**Selected text:**
Yeah, he actually deserted a few times. I don't think he was super popular among his peers there. Sure he had a habit for just sort of not being there all of a sudden when they called roll call. But eventually, when he finally left for good, he joined up with what was called the Rolling Army. You want to do the French there, you're a French guy.
It was the Army Rulan.
Okay, the Army Rulant, which was everything I saw about this was that it was a side army. I think it was a couple of thousand men, and that they they sort of just did what they wanted. They were fake uniforms. They plundered the countryside they gave themselves fake orders, and I'm not exactly sure what real army work they did. I'm sure they did, right.
I don't think so, I think or was it all just.
A thing to like? I think they're under in pillage.
Yes, that's what that's my take. I don't think they were officially sanctioned at all.
Well, no, they weren't officially sanctioned, but I just I figured they were. I thought that the real army might have used them at times.
I don't know, I don't know enough about it. It's possible. I mean, you got a couple thousand people with guns ready to fight. Why not?
Yeah? Well, I know they worked fake uniforms. And he made up a rank for himself and took a alias. He was Lieutenant Rousseau, and eventually even made himself captain. I don't know why I didn't start off as captain as long as he's making things up.
Yeah, he kind of sold himself short there, didn't he.
Well, he became captain eventually, so he ended up.

**Exercises:**
1 > According to the transcript, roughly how many men made up the side army?
2 > Repeat the transcript from "A thing to like?" up to and including "he ended up.", switching every "captain" to "colonel".

**Supplied information:**
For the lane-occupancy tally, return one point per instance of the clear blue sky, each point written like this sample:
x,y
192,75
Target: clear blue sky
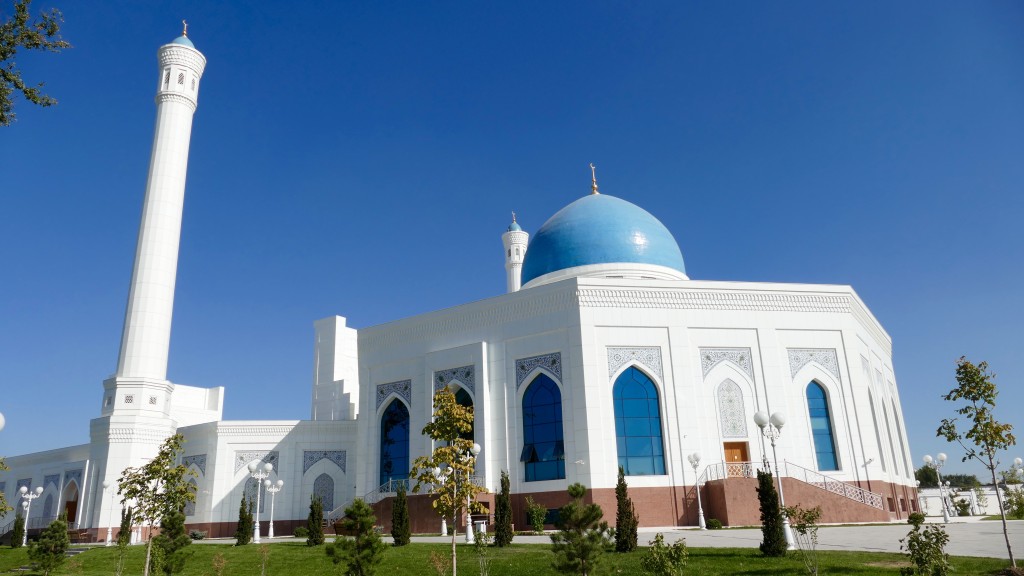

**Results:**
1 > A couple of thousand men.

2 >
A thing to like? I think they're under in pillage.
Yes, that's what that's my take. I don't think they were officially sanctioned at all.
Well, no, they weren't officially sanctioned, but I just I figured they were. I thought that the real army might have used them at times.
I don't know, I don't know enough about it. It's possible. I mean, you got a couple thousand people with guns ready to fight. Why not?
Yeah? Well, I know they worked fake uniforms. And he made up a rank for himself and took a alias. He was Lieutenant Rousseau, and eventually even made himself colonel. I don't know why I didn't start off as colonel as long as he's making things up.
Yeah, he kind of sold himself short there, didn't he.
Well, he became colonel eventually, so he ended up.